__REQUIRED WORK__
Transcribe the entries exactly as given and skip whatever images they hold.

START DATA FOR THE TASK

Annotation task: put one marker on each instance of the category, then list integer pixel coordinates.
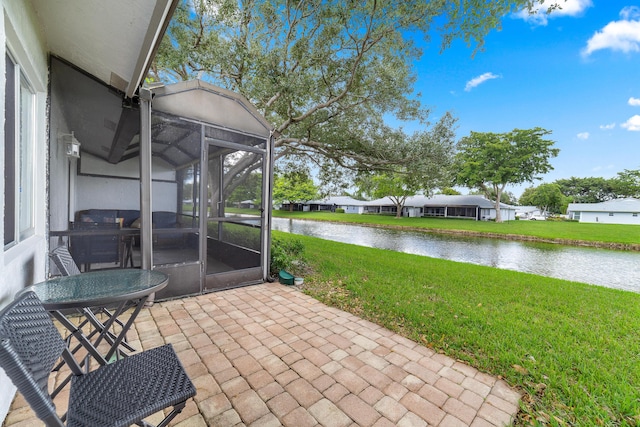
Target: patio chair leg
(175, 411)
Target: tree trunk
(498, 196)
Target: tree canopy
(432, 154)
(293, 187)
(547, 197)
(327, 74)
(490, 161)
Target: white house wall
(605, 218)
(26, 262)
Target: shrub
(286, 254)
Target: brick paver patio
(268, 355)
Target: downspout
(145, 179)
(266, 210)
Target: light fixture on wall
(71, 145)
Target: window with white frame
(19, 143)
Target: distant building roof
(338, 201)
(629, 204)
(443, 200)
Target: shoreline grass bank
(572, 348)
(608, 236)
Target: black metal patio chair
(67, 266)
(64, 261)
(122, 393)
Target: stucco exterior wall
(607, 218)
(24, 263)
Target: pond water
(604, 267)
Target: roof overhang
(114, 41)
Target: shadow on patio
(268, 355)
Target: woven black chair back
(30, 345)
(64, 261)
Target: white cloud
(567, 8)
(633, 124)
(479, 80)
(623, 35)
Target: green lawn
(573, 349)
(562, 231)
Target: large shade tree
(547, 197)
(588, 190)
(432, 154)
(328, 74)
(491, 161)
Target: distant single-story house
(247, 204)
(618, 211)
(456, 206)
(349, 204)
(526, 211)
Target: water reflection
(614, 269)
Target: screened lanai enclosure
(161, 181)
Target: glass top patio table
(92, 292)
(98, 288)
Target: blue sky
(575, 72)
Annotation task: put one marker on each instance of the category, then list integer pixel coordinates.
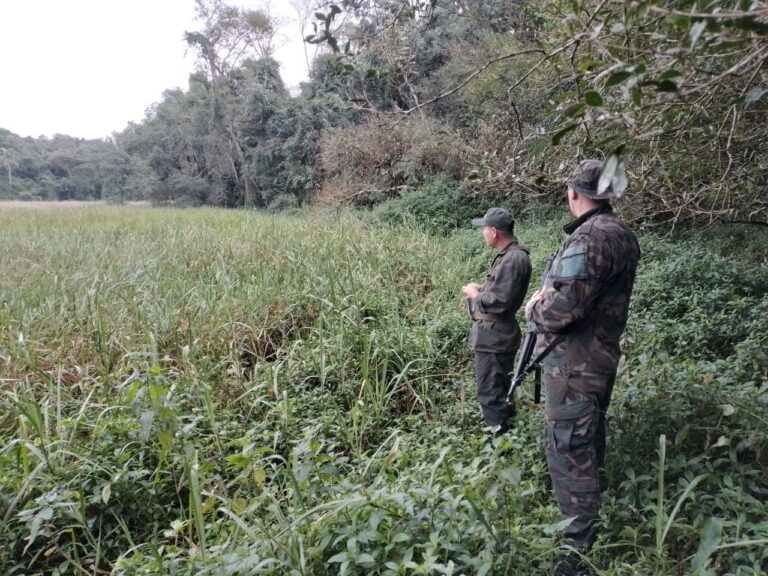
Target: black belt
(492, 318)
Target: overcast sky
(86, 68)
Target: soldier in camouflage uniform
(583, 305)
(495, 334)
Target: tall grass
(214, 392)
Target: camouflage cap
(585, 179)
(498, 218)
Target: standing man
(583, 306)
(495, 333)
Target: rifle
(524, 364)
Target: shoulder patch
(573, 262)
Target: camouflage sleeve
(504, 293)
(575, 282)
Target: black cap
(498, 218)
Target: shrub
(440, 207)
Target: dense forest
(469, 99)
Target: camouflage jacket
(494, 327)
(591, 279)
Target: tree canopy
(501, 98)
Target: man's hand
(471, 290)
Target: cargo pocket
(571, 425)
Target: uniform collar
(507, 247)
(602, 209)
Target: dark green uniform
(591, 281)
(495, 334)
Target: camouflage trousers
(575, 410)
(492, 374)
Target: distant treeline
(488, 97)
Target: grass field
(224, 392)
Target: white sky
(86, 68)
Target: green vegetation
(218, 392)
(497, 97)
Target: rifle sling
(492, 318)
(540, 358)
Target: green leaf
(365, 559)
(593, 98)
(576, 109)
(340, 557)
(618, 77)
(727, 409)
(562, 132)
(695, 31)
(710, 539)
(670, 74)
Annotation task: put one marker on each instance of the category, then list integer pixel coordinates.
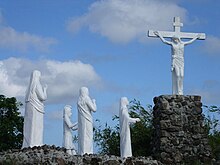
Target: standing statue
(67, 128)
(125, 120)
(177, 66)
(85, 107)
(34, 112)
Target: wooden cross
(177, 25)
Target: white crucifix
(177, 49)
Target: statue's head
(124, 101)
(67, 110)
(84, 91)
(175, 39)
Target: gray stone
(179, 134)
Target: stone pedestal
(180, 136)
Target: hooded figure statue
(68, 126)
(85, 106)
(34, 112)
(125, 120)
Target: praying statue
(177, 66)
(68, 126)
(85, 106)
(34, 111)
(125, 121)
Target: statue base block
(180, 136)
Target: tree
(108, 138)
(11, 124)
(212, 127)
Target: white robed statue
(85, 106)
(68, 126)
(177, 66)
(125, 120)
(34, 112)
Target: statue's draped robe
(125, 138)
(34, 113)
(68, 138)
(85, 125)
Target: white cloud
(63, 78)
(23, 41)
(212, 45)
(124, 20)
(209, 92)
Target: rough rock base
(51, 155)
(180, 136)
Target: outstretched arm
(162, 39)
(192, 40)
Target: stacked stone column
(180, 136)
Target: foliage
(212, 126)
(11, 123)
(108, 138)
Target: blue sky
(103, 45)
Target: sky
(104, 46)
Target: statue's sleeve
(68, 122)
(128, 118)
(75, 126)
(91, 104)
(41, 94)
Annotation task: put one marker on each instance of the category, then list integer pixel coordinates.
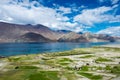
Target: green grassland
(77, 64)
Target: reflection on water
(8, 49)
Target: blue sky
(76, 15)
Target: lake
(10, 49)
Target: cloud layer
(26, 12)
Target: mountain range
(39, 33)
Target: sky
(96, 16)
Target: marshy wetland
(96, 63)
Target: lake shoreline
(99, 62)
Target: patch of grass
(65, 60)
(91, 76)
(116, 70)
(87, 56)
(100, 59)
(84, 68)
(11, 59)
(67, 53)
(44, 75)
(27, 67)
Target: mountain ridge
(25, 33)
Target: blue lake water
(10, 49)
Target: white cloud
(114, 31)
(15, 13)
(114, 1)
(97, 15)
(64, 10)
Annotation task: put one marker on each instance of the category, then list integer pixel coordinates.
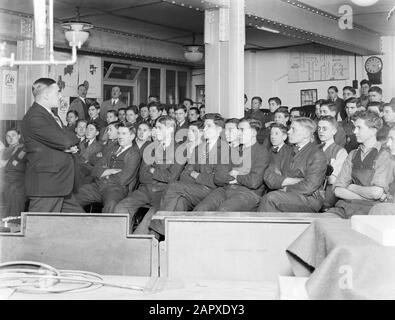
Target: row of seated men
(275, 180)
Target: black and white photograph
(196, 156)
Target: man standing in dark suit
(49, 175)
(79, 103)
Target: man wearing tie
(298, 180)
(79, 103)
(114, 173)
(49, 175)
(114, 103)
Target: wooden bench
(92, 242)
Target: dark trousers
(13, 195)
(280, 201)
(179, 197)
(231, 198)
(136, 200)
(108, 194)
(183, 196)
(68, 204)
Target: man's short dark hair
(216, 117)
(376, 104)
(257, 98)
(181, 107)
(372, 119)
(166, 119)
(330, 119)
(357, 101)
(81, 120)
(376, 89)
(94, 124)
(364, 81)
(114, 112)
(156, 105)
(133, 108)
(198, 123)
(40, 84)
(187, 99)
(283, 110)
(277, 100)
(194, 108)
(254, 123)
(131, 128)
(94, 104)
(351, 89)
(389, 105)
(75, 112)
(280, 126)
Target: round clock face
(373, 65)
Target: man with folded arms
(298, 180)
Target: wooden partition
(228, 246)
(91, 242)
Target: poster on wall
(314, 64)
(9, 86)
(90, 74)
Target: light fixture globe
(193, 53)
(75, 32)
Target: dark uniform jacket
(308, 163)
(49, 170)
(167, 169)
(129, 161)
(205, 163)
(255, 162)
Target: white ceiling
(162, 20)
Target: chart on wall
(316, 64)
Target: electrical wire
(36, 277)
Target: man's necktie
(57, 120)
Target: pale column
(224, 36)
(236, 59)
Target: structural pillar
(224, 38)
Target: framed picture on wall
(308, 97)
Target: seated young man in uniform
(197, 179)
(279, 150)
(110, 136)
(112, 116)
(12, 173)
(159, 167)
(80, 129)
(143, 113)
(352, 105)
(387, 207)
(335, 155)
(71, 119)
(330, 109)
(122, 115)
(242, 179)
(88, 155)
(143, 138)
(114, 173)
(132, 114)
(298, 180)
(367, 172)
(195, 134)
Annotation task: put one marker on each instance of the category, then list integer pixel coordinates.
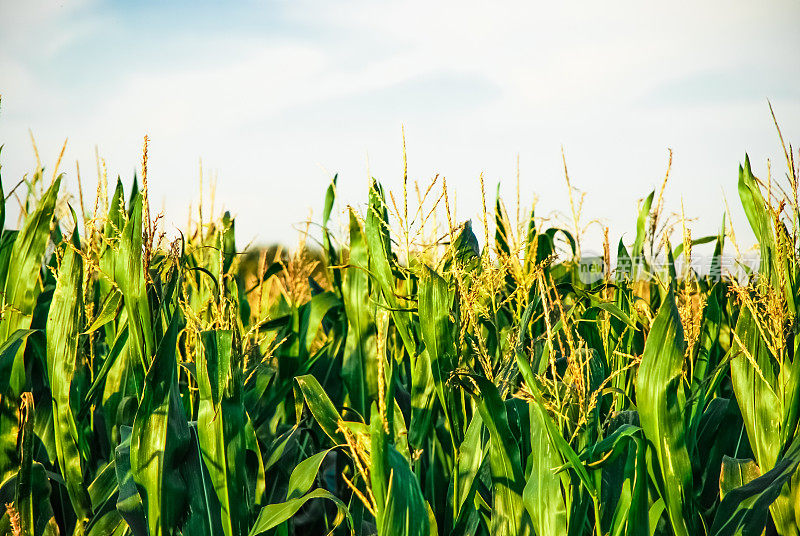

END DATA FOR THE TASK

__EXERCISE ANSWER__
Annotation task: put one marker on each instance of the category, then list integer pixel coordinates.
Target: patio chair leg
(175, 411)
Target: tree trunk
(498, 196)
Target: tree canopy
(432, 154)
(293, 187)
(547, 197)
(327, 74)
(490, 161)
Target: white house wall
(605, 218)
(26, 262)
Target: shrub
(286, 254)
Target: brick paver patio
(268, 355)
Target: downspout
(145, 179)
(266, 210)
Target: light fixture on wall
(71, 145)
Target: window with white frame
(19, 143)
Target: distant building roof
(338, 201)
(629, 204)
(443, 200)
Target: shoreline grass bank
(572, 348)
(608, 236)
Target: black metal patio chair
(67, 266)
(64, 261)
(122, 393)
Target: stucco exterior wall
(607, 218)
(24, 263)
Target: pond water
(604, 267)
Target: roof overhang
(114, 41)
Target: shadow on patio
(268, 355)
Target: woven black chair back
(30, 345)
(64, 261)
Target: white cloud
(567, 8)
(633, 124)
(479, 80)
(623, 35)
Target: green lawn
(573, 349)
(562, 231)
Target: large shade tree
(547, 197)
(588, 190)
(432, 154)
(328, 74)
(491, 161)
Target: distant single-story house
(247, 204)
(618, 211)
(456, 206)
(349, 204)
(526, 211)
Target: water reflection
(614, 269)
Target: screened lanai enclosure
(161, 181)
Target: glass top patio table
(92, 292)
(98, 288)
Target: blue sky
(575, 72)
Annotation task: put one marker on each instance of the category, then list integer pixel coordinates.
Target: black belt
(492, 318)
Target: overcast sky
(86, 68)
Target: soldier in camouflage uniform
(583, 305)
(495, 334)
Target: tall grass
(214, 392)
Target: camouflage cap
(585, 179)
(498, 218)
Target: standing man
(583, 306)
(495, 333)
Target: rifle
(524, 364)
Target: shoulder patch
(573, 262)
Target: camouflage sleeve
(504, 293)
(575, 282)
Target: black cap
(498, 218)
Target: shrub
(440, 207)
Target: dense forest
(469, 99)
Target: camouflage jacket
(494, 327)
(591, 279)
Target: tree canopy
(501, 98)
Target: man's hand
(471, 290)
Target: cargo pocket
(571, 425)
Target: uniform collar
(507, 247)
(602, 209)
Target: dark green uniform
(591, 281)
(495, 334)
Target: camouflage trousers
(575, 410)
(492, 374)
Target: distant treeline
(488, 97)
Target: grass field
(224, 392)
Target: white sky
(86, 68)
Target: green vegetation
(218, 392)
(497, 97)
Target: rifle sling
(492, 318)
(540, 358)
Target: green leaf
(365, 559)
(593, 98)
(576, 109)
(340, 557)
(618, 77)
(727, 409)
(562, 132)
(695, 31)
(710, 539)
(670, 74)
Annotation task: put one marker on each instance of the category, then list integer pixel coordinates.
Target: standing statue
(67, 128)
(125, 120)
(177, 66)
(85, 107)
(34, 112)
Target: wooden cross
(177, 25)
Target: white crucifix
(177, 49)
Target: statue's head
(124, 101)
(67, 110)
(84, 91)
(175, 39)
Target: gray stone
(179, 134)
Target: stone pedestal
(180, 136)
Target: hooded figure statue
(68, 126)
(85, 106)
(34, 112)
(125, 120)
Target: praying statue
(177, 66)
(68, 126)
(85, 106)
(34, 111)
(125, 121)
Target: statue base block
(180, 136)
Target: tree
(108, 138)
(11, 124)
(212, 127)
Target: white robed statue
(85, 106)
(68, 126)
(177, 66)
(125, 120)
(34, 112)
Target: statue's draped robe
(125, 138)
(34, 113)
(68, 138)
(85, 125)
Target: white cloud
(63, 78)
(23, 41)
(212, 45)
(124, 20)
(209, 92)
Target: rough rock base
(51, 155)
(180, 136)
Target: outstretched arm
(162, 39)
(192, 40)
Target: stacked stone column
(180, 136)
Target: foliage
(212, 126)
(11, 123)
(108, 138)
Target: blue sky
(103, 45)
Target: sky
(104, 46)
Target: statue's sleeve
(68, 122)
(128, 118)
(75, 126)
(91, 104)
(41, 94)
Annotation task: put one marker on each instance of the category, then list integer pixel coordinates.
Target: green grassland
(77, 64)
Target: reflection on water
(8, 49)
Target: blue sky
(76, 15)
Target: lake
(10, 49)
Target: cloud layer
(26, 12)
Target: mountain range
(39, 33)
Target: sky
(96, 16)
Target: marshy wetland
(96, 63)
Target: lake shoreline
(99, 62)
Target: patch of grass
(65, 60)
(91, 76)
(116, 70)
(87, 56)
(100, 59)
(84, 68)
(11, 59)
(67, 53)
(44, 75)
(27, 67)
Target: mountain ridge
(25, 33)
Target: blue lake water
(10, 49)
Target: white cloud
(114, 31)
(15, 13)
(114, 1)
(97, 15)
(64, 10)
Annotation task: put one marker on each instance of the category, then list integer pixel coordinates.
Target: row of seated men
(275, 180)
Target: black and white photograph
(196, 156)
Target: man standing in dark suit
(49, 175)
(79, 103)
Target: man wearing tie
(298, 180)
(79, 103)
(114, 173)
(49, 175)
(114, 103)
Target: wooden bench
(92, 242)
Target: dark trousers
(13, 195)
(280, 201)
(179, 197)
(231, 198)
(136, 200)
(108, 194)
(183, 196)
(68, 204)
Target: man's short dark hair
(216, 117)
(376, 104)
(257, 98)
(181, 107)
(372, 119)
(166, 119)
(330, 119)
(357, 101)
(81, 120)
(376, 89)
(94, 124)
(364, 81)
(114, 112)
(156, 105)
(133, 108)
(198, 123)
(40, 84)
(187, 99)
(283, 110)
(277, 100)
(194, 108)
(254, 123)
(131, 128)
(94, 104)
(351, 89)
(389, 105)
(75, 112)
(280, 126)
Target: round clock face
(373, 65)
Target: man with folded arms
(298, 180)
Target: wooden partition
(228, 246)
(91, 242)
Target: poster on wall
(314, 64)
(9, 86)
(90, 74)
Target: light fixture globe
(193, 53)
(75, 32)
Target: dark uniform jacket
(308, 163)
(49, 170)
(167, 169)
(129, 161)
(205, 163)
(255, 162)
Target: white ceiling
(162, 20)
Target: chart on wall
(316, 64)
Target: electrical wire
(36, 277)
Target: man's necktie
(57, 120)
Target: pale column
(224, 36)
(236, 59)
Target: structural pillar
(224, 38)
Target: framed picture on wall
(308, 97)
Target: seated young man in uniform
(197, 179)
(279, 150)
(110, 136)
(112, 116)
(12, 173)
(159, 167)
(80, 129)
(143, 113)
(352, 105)
(387, 207)
(335, 155)
(71, 119)
(330, 109)
(122, 115)
(242, 179)
(88, 155)
(143, 138)
(114, 173)
(132, 114)
(298, 180)
(367, 172)
(195, 134)
Annotation task: put one marker on each instance of the category, then list integer pixel coordinates.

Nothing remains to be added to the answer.